# Problem 1:
Summarize the passage about the school tune in two sentences.
# Problem 2:
Decide whether each statement agrees with the passage about the school tune, answering yes or no and quoting the deciding words.
(a) The primary school near the writer's home is about 800 metres away.
(b) Teams on Bargain Hunt usually finish with a profit.
(c) In high school, the bell was rung by hand.
# Problem 3:
Answer these questions on the passage about the school tune.
(a) How long are Bargain Hunt teams given to spend their money?
(b) From what year did the Top of the Pops clip date?
(c) Which show had "Eye Level" as its theme?
··· Reading passage
Eye Level

A long time ago in a city far, far away…

…the sound of a bell would signal time to begin the school day. Later, a bell would signal the time to return to class after recess and lunch breaks.

In primary school that bell used to be handheld, either rung by a staff member, or by a favoured student. In High School, technology took over and a wall mounted bell would be activated, presumably by a timer.

Gloria’s experience was much the same, despite living in a small, far western NSW town.

The primary school up the road from our current home does things differently. Whenever I’ve been home during school weeks, at regular times throughout the day, a familiar tune could be heard coming from the school which is about 800 metres away. We deduced that the tune was the school’s alternative to a bell, summoning children in to class.

But despite the familiarity, I couldn’t think of the name of the tune. Out of frustration I sometimes considered phoning the school to ask what it was, I never got a round to doing it.

Gloria and I are avid viewers of a BBC game show, Bargain Hunt. Two teams are given an amount of money, and one hour to spend it in an antique centre or fair. The items they purchase are then sold at auction. They get to keep any profit made. Profits are rare, so the winner is usually the team with the smallest loss.

Last week one of the contestants was introduced as someone who had had a number one hit in the music charts. A brief clip of him performing on Top of the Pops was shown, dating back to 1973. It was the theme of a TV show of that time, and a much younger version of the contestant was conducting an orchestra playing that theme.

Mystery solved!

It was the same tune played by the local school throughout the day, every school day. It’s called Eye Level, and was the theme of a show called Vandervalk.

Mother’s Love

Today (Sunday 13th May) is celebrated as Mother’s Day in Australia.
······
··· Rows
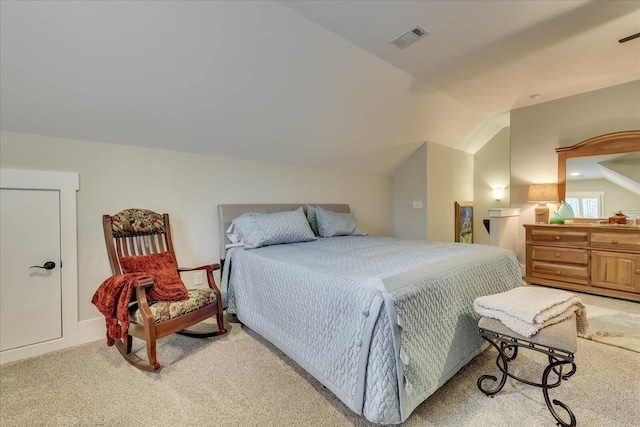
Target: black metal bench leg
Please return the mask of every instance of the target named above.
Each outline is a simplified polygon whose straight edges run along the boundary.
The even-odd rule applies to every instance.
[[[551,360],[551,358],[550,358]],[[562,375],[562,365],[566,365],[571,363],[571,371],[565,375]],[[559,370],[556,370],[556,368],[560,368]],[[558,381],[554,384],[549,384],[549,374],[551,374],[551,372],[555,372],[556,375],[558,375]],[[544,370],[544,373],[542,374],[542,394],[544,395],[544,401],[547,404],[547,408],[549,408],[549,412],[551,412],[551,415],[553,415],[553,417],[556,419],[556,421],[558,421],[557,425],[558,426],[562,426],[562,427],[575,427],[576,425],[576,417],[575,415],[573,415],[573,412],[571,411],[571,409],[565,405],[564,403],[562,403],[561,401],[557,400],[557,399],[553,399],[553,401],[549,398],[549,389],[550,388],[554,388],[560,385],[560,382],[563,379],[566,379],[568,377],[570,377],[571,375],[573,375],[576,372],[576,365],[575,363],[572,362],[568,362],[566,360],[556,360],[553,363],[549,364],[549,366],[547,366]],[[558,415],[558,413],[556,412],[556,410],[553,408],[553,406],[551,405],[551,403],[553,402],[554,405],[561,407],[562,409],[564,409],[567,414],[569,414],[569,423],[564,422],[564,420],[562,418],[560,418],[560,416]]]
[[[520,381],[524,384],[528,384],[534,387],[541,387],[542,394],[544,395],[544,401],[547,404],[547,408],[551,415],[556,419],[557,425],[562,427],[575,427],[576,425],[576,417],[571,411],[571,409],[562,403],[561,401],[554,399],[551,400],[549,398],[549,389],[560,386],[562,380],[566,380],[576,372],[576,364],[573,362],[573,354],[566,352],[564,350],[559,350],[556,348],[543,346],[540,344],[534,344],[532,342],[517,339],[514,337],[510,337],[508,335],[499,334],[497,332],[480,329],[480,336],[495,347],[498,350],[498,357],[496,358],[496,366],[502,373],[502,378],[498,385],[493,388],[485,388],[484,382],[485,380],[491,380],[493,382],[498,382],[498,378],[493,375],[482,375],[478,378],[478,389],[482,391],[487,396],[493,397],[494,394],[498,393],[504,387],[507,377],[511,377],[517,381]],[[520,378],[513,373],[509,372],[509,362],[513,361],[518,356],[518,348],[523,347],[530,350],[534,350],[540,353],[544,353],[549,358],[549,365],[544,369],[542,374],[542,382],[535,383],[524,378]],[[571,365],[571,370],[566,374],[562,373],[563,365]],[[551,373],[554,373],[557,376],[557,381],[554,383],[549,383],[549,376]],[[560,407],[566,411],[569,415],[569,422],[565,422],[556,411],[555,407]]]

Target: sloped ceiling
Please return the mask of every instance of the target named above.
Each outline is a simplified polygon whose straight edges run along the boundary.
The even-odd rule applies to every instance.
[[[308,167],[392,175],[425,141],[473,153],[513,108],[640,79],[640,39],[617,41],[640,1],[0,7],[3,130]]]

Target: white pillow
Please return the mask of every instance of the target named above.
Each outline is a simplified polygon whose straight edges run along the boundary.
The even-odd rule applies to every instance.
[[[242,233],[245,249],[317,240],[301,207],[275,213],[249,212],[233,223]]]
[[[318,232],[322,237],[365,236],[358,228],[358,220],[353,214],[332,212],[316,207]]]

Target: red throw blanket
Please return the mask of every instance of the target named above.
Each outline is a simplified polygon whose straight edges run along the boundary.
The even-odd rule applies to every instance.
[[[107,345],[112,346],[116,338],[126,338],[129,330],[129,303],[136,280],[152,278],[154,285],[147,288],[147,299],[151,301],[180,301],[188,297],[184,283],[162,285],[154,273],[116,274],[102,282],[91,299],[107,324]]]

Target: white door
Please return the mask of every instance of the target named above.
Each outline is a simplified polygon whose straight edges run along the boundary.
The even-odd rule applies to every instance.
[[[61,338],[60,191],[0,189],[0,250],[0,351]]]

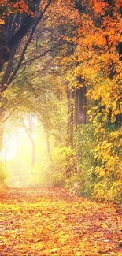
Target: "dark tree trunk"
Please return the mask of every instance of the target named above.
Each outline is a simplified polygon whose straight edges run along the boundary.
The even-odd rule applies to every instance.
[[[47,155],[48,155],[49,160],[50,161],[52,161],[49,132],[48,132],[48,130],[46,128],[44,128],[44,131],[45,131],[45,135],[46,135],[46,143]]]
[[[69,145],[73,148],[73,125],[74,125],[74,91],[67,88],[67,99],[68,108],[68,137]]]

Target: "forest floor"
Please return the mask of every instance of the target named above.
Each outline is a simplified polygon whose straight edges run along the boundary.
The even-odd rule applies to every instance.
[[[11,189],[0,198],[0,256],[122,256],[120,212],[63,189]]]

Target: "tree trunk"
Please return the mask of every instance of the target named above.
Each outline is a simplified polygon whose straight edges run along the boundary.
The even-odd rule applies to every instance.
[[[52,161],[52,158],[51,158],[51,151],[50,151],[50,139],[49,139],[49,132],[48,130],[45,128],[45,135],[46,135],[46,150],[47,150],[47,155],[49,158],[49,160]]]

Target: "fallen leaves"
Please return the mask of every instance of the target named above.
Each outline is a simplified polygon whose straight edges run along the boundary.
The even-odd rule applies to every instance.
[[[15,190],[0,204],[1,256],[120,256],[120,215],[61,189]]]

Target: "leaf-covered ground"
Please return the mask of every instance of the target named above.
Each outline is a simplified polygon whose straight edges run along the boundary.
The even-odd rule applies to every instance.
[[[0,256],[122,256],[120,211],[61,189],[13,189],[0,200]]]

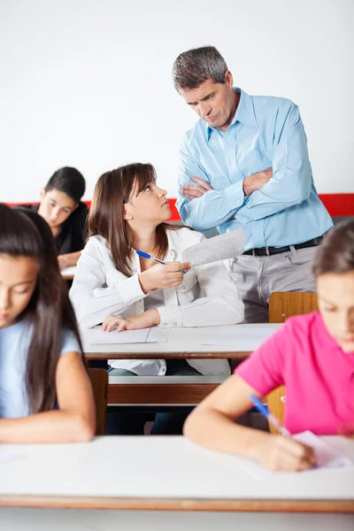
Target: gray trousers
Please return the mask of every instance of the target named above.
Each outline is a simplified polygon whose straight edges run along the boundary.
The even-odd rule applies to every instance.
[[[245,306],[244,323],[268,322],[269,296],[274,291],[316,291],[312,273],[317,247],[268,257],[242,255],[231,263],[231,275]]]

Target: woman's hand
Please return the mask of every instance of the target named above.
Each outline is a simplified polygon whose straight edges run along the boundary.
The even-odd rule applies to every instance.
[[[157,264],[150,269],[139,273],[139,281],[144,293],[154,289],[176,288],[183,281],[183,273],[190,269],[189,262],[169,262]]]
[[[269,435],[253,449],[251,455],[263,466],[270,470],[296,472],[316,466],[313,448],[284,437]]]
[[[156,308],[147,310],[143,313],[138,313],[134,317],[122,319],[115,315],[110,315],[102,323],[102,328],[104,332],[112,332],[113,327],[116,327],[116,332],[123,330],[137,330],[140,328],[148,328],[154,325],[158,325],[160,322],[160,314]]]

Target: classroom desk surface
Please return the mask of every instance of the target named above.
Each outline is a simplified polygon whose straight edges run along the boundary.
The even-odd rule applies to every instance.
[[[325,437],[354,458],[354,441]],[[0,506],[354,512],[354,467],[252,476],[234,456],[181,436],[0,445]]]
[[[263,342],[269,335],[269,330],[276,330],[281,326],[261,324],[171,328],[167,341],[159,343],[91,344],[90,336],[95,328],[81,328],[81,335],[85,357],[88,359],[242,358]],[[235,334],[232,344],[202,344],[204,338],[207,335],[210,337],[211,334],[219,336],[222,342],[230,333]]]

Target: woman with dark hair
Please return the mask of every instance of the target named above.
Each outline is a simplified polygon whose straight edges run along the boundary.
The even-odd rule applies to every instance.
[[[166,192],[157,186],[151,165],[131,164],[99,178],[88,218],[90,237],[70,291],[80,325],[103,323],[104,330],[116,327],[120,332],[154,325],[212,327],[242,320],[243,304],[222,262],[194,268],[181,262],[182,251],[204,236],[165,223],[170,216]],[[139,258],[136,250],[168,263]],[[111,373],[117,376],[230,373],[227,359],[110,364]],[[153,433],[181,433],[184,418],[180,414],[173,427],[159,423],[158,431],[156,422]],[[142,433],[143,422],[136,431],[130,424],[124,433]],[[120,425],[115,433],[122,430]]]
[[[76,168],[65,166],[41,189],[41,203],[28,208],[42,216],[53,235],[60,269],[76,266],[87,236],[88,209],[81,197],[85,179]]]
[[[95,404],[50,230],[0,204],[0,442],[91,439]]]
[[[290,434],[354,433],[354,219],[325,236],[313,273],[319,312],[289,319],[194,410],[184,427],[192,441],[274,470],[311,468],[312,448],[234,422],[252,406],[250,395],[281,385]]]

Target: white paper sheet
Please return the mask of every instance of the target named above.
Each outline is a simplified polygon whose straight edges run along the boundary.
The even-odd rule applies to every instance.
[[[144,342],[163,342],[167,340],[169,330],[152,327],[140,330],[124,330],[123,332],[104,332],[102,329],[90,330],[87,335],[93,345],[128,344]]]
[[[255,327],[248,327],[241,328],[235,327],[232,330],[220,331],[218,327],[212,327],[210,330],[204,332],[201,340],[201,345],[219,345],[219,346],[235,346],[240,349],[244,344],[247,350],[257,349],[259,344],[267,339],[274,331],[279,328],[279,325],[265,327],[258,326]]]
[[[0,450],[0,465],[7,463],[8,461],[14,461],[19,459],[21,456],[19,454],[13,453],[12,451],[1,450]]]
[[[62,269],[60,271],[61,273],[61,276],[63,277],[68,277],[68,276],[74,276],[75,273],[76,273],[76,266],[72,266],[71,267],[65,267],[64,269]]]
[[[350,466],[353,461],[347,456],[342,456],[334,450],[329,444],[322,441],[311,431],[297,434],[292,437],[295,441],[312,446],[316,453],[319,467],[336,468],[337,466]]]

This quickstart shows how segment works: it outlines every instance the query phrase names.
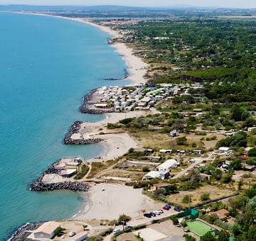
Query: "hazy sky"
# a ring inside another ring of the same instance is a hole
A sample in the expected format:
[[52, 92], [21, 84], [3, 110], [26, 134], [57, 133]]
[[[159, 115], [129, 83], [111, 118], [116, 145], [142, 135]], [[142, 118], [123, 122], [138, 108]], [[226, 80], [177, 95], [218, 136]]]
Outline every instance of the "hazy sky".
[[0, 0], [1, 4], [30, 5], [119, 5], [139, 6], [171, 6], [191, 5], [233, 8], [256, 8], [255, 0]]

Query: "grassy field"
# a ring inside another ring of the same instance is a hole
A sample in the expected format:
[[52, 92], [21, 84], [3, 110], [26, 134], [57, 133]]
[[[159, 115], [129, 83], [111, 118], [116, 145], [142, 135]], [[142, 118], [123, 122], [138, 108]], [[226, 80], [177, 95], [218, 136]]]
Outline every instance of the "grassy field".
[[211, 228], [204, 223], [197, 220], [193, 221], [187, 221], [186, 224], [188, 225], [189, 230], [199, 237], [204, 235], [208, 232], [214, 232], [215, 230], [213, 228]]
······
··· Rows
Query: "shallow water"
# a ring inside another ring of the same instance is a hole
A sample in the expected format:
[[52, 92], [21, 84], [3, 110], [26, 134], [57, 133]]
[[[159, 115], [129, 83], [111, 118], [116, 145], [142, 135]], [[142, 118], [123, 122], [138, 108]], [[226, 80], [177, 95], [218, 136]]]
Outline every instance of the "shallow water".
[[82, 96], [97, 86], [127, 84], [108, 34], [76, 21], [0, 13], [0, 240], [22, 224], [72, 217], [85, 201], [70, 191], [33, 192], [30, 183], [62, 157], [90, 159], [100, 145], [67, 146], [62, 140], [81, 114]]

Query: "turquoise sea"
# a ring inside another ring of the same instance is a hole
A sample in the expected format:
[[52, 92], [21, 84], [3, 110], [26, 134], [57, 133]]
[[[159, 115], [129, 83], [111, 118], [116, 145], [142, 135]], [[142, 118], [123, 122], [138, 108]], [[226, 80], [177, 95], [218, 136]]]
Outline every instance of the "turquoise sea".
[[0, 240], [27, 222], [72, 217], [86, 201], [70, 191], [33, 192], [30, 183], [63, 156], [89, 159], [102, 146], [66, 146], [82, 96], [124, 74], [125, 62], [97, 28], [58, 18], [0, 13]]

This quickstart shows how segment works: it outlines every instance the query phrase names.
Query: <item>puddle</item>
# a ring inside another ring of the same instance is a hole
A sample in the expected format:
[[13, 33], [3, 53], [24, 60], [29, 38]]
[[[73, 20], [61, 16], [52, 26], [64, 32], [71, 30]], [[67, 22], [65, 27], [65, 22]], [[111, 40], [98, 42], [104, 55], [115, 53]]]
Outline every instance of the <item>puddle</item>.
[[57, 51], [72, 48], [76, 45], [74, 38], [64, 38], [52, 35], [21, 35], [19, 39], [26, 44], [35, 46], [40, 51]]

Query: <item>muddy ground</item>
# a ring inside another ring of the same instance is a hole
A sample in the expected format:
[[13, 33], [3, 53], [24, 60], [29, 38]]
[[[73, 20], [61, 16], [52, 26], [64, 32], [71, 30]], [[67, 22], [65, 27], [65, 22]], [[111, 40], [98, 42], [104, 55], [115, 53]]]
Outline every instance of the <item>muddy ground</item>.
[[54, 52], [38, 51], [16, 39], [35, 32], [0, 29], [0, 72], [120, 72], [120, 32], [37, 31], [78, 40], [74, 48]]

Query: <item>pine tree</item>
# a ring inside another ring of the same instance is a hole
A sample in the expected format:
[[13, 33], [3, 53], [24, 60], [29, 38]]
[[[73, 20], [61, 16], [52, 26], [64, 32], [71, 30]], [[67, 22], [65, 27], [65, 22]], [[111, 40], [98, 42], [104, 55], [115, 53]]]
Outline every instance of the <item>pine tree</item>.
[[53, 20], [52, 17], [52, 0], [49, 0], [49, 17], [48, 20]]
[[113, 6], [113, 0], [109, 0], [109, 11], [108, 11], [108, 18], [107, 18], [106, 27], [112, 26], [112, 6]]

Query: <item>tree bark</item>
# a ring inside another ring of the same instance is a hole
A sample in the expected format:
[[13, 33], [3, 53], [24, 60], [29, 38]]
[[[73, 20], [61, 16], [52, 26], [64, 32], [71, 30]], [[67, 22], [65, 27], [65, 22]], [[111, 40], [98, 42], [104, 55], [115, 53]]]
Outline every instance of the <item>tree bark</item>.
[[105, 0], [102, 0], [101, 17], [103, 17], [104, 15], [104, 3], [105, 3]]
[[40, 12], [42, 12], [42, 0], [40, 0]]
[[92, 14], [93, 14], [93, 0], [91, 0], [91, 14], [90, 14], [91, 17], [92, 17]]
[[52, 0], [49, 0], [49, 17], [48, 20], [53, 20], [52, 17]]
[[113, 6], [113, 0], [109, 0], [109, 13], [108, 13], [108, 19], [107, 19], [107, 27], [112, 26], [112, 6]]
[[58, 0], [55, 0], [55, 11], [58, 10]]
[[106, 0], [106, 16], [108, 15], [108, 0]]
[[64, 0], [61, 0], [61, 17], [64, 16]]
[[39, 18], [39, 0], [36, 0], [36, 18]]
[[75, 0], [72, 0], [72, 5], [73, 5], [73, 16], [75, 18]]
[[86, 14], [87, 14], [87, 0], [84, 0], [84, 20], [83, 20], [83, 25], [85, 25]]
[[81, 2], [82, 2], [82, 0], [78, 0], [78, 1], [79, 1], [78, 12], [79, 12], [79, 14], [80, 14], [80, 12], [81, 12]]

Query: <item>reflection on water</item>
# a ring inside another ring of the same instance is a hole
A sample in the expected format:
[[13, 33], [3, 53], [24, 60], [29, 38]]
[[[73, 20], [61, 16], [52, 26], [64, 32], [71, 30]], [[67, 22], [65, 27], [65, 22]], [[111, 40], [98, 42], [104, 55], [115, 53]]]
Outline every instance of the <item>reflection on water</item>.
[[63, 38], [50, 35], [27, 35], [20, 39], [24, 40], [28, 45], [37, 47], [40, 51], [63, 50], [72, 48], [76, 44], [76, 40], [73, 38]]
······
··· Rows
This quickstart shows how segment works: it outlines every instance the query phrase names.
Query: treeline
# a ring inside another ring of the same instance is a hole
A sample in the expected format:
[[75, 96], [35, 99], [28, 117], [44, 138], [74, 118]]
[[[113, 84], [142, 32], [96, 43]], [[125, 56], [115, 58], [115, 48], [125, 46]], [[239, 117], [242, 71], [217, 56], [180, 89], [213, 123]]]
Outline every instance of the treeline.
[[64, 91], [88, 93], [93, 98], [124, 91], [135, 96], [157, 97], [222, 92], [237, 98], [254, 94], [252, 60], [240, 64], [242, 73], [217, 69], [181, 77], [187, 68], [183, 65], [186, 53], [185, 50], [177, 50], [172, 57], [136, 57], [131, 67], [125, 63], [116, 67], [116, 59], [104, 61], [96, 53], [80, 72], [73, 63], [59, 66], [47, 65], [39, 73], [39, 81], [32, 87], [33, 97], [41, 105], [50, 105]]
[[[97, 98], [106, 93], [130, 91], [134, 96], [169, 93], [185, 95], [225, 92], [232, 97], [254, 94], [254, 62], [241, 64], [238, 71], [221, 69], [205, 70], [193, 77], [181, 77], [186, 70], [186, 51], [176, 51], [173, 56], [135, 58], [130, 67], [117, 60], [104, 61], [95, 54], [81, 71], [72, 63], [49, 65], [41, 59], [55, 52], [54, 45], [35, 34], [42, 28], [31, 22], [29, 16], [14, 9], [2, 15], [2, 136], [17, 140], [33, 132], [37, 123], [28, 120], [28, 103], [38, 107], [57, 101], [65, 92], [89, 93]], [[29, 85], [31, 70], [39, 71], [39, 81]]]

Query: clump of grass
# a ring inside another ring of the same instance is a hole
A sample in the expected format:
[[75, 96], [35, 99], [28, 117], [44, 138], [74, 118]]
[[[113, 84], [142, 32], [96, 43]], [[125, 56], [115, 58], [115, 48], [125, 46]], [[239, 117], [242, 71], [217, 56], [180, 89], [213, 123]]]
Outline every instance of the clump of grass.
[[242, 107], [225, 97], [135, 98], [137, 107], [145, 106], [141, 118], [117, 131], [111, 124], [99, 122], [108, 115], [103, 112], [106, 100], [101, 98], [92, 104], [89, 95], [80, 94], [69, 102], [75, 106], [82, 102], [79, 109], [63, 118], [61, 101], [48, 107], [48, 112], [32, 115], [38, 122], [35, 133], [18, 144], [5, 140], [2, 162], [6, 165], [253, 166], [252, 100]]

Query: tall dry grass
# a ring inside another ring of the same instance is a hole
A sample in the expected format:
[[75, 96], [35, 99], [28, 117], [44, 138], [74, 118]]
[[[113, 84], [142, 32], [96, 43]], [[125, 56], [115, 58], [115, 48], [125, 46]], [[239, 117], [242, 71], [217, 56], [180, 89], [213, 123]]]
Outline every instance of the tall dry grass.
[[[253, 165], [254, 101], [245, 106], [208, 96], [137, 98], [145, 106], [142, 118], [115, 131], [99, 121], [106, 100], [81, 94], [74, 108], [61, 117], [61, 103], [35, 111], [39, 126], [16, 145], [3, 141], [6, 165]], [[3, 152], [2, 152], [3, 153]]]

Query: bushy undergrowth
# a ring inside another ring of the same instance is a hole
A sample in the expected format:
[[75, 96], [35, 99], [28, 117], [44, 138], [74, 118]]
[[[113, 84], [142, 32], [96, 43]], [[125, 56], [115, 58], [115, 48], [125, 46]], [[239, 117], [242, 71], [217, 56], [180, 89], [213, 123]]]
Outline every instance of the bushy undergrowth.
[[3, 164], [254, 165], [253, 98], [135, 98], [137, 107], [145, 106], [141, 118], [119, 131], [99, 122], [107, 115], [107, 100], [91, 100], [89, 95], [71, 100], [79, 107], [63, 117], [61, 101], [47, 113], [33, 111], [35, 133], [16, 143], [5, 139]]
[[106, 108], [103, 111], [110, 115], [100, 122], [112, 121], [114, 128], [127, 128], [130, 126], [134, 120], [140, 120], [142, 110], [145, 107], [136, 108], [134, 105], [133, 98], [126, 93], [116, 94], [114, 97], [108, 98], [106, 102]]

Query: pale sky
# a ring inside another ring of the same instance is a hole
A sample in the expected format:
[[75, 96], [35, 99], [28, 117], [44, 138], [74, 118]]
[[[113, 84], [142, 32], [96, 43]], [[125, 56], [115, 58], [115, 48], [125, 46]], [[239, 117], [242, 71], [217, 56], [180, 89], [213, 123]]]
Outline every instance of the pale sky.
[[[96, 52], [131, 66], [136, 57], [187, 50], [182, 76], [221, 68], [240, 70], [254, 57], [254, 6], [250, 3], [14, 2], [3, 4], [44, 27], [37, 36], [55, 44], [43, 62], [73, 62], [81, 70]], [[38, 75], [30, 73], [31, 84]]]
······
# Correct output 1:
The writer recalls school bells, handheld in primary school and wall-mounted in high school, and notes that a primary school near the writer's current home instead plays a familiar tune at regular times to call children to class. The writer could not name the tune until a Bargain Hunt contestant was shown conducting it on Top of the Pops in 1973, which revealed it as "Eye Level," the theme of a show called Vandervalk.

# Correct output 2:
(a) Yes: "coming from the school which is about 800 metres away."
(b) No: "Profits are rare, so the winner is usually the team with the smallest loss."
(c) No: "In High School, technology took over and a wall mounted bell would be activated"

# Correct output 3:
(a) One hour.
(b) 1973.
(c) Vandervalk.